### DIRECTIONS FOR THIS TASK
Repeat exactly the lines of the listing from the line containing "of the building" through its last line, and nothing beyond them.
— Start THE INPUT —
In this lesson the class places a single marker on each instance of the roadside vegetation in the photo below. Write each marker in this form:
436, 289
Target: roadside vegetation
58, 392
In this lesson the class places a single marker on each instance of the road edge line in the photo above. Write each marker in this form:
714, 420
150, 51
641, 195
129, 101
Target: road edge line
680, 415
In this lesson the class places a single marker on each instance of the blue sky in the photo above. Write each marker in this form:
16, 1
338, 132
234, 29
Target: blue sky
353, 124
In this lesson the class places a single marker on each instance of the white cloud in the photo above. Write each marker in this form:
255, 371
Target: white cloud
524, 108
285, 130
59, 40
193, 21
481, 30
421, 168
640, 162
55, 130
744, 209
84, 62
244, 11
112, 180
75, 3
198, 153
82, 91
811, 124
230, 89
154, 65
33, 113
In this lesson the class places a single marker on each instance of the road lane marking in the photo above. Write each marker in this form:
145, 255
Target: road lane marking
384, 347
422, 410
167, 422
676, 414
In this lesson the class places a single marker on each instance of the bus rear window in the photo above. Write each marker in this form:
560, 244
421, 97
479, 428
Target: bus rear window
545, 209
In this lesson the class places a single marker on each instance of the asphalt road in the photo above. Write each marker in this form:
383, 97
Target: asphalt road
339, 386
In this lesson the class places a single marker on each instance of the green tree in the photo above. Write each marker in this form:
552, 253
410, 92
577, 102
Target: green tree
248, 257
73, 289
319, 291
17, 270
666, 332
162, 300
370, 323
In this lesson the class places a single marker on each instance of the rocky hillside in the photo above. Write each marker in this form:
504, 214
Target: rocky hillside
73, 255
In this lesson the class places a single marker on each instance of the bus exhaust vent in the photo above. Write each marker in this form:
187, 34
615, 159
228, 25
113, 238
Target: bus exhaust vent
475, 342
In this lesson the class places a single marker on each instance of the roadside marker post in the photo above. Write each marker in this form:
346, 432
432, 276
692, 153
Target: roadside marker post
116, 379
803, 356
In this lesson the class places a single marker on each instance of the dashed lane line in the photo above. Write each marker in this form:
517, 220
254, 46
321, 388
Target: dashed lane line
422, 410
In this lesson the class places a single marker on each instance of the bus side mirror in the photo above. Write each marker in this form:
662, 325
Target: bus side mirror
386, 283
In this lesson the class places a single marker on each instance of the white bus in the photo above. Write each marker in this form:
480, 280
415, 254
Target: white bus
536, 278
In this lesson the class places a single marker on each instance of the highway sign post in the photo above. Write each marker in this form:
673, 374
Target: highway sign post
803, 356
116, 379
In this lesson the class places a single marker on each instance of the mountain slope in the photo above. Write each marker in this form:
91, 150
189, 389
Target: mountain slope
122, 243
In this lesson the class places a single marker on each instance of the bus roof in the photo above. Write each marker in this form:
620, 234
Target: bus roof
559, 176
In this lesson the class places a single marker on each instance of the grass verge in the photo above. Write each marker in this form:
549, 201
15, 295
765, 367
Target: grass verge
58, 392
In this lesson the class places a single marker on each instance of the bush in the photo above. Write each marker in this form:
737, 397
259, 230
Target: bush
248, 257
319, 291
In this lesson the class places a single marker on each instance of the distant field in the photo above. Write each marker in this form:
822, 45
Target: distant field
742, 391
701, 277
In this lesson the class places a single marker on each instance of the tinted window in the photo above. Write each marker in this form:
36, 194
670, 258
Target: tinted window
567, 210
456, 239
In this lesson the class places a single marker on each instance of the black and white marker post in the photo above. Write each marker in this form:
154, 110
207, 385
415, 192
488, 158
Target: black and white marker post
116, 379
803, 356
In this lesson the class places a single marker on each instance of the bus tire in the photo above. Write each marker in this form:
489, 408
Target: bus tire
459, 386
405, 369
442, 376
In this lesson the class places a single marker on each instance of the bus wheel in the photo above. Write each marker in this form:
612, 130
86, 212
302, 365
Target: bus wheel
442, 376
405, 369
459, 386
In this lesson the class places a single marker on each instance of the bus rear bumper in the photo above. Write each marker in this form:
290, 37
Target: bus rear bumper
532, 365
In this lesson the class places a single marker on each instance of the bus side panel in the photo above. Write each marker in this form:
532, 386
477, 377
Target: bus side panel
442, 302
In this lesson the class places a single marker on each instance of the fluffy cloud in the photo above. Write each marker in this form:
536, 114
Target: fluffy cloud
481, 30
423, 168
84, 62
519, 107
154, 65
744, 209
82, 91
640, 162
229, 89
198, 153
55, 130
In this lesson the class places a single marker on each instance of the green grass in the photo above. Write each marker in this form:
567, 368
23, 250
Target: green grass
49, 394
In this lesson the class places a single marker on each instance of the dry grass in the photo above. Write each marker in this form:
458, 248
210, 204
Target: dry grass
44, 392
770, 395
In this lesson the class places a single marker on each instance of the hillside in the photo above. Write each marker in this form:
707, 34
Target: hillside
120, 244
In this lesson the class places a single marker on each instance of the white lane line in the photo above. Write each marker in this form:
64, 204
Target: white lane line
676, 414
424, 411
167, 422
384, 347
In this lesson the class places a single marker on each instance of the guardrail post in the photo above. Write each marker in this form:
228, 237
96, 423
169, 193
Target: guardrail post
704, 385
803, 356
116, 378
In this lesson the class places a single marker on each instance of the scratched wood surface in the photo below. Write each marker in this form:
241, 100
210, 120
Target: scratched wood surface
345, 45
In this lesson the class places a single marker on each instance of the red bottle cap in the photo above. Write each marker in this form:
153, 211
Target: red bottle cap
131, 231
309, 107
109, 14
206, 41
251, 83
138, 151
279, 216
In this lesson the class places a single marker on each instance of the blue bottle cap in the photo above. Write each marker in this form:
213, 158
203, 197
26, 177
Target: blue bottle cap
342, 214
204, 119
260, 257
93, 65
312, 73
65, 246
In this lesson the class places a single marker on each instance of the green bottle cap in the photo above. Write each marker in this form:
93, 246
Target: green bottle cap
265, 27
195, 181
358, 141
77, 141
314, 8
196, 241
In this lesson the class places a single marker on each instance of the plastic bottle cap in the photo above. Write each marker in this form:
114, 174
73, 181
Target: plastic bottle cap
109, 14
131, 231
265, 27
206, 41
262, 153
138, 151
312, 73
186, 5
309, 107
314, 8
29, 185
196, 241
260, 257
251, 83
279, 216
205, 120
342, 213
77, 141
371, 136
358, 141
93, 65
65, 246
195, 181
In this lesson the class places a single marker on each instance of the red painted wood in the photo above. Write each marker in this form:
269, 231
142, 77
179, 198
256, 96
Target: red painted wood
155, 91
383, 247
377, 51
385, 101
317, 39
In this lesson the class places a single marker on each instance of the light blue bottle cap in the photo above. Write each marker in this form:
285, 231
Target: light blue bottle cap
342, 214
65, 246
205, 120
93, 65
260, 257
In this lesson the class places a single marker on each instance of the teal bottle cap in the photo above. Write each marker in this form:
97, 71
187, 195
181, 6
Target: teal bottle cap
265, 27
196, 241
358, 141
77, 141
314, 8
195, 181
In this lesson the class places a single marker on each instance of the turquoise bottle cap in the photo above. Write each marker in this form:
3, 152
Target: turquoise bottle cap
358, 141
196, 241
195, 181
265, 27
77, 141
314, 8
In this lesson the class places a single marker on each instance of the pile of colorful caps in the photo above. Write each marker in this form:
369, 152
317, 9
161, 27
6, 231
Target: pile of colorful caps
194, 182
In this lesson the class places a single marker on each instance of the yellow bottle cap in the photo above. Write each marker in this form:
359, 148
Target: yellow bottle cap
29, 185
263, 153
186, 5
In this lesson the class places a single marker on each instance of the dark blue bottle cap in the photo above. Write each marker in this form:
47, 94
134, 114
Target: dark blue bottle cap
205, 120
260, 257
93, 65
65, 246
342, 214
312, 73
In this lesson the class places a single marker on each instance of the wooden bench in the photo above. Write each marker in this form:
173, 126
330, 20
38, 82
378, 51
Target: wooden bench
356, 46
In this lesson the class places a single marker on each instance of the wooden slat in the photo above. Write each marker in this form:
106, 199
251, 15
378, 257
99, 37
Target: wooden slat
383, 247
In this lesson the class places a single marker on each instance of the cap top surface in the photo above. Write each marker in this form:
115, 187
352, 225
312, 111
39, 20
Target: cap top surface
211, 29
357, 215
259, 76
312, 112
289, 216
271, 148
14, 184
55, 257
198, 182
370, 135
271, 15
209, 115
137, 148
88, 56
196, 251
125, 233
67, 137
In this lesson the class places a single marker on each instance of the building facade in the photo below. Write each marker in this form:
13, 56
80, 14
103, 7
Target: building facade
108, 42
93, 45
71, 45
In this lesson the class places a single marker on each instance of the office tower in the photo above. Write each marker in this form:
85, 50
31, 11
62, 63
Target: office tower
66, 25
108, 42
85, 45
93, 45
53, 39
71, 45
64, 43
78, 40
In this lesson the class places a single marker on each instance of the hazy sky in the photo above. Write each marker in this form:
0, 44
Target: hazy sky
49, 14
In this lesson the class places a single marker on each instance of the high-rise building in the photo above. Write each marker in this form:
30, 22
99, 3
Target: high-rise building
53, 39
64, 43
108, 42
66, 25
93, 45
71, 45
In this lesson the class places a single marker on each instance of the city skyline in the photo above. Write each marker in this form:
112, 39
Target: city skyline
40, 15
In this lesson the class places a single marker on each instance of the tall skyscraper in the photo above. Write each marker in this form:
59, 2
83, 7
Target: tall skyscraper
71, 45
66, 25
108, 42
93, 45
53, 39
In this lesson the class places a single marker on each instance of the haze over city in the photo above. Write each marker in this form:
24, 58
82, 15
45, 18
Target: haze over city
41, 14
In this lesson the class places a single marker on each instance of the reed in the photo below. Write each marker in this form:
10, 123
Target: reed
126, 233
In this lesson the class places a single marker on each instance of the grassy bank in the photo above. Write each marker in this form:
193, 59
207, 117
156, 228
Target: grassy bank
— End THE INPUT —
### SOLUTION TO THIS PROBLEM
In this lesson the class places a single marker on each instance of the building facade in the photo below. Write each marker in this form:
13, 56
80, 14
103, 7
Target: building facade
108, 42
93, 45
71, 45
In this lesson the class places a single marker on each instance of the office tower in the photo above. Write each marker in this form:
85, 50
31, 11
62, 63
Target: office tower
66, 25
108, 42
85, 45
93, 45
53, 39
71, 45
64, 43
78, 40
In this lesson the class places a single marker on each instance of the hazy sky in the photo above. Write each marker in this form:
0, 44
Target: hazy sky
49, 14
In this lesson the class places a single marker on each instance of the high-rise building in the photo above. Write each marker in this form:
30, 22
99, 3
Target: high-rise building
53, 39
64, 43
108, 42
66, 25
93, 45
71, 45
In this lesson the class places a single marker on each instance of the city skyline in the photo above. Write each marker in this form:
112, 39
Target: city skyline
40, 15
In this lesson the class places a single marker on each instance of the tall skyscraper in the photo above. Write each marker in this form:
59, 2
83, 7
Target: tall skyscraper
71, 45
66, 25
108, 42
93, 45
53, 39
In this lesson the class places a single marker on each instance of the haze over city in the photo above. Write each marker in this form:
24, 58
82, 15
45, 18
Target: haze over city
41, 14
In this lesson the class places a single marker on each instance of the reed in the photo below. Write each marker in this form:
10, 123
Target: reed
126, 233
In this lesson the class places a single marker on each instance of the grassy bank in the photo above. Write each marker in this form:
193, 59
207, 117
156, 228
Target: grassy bank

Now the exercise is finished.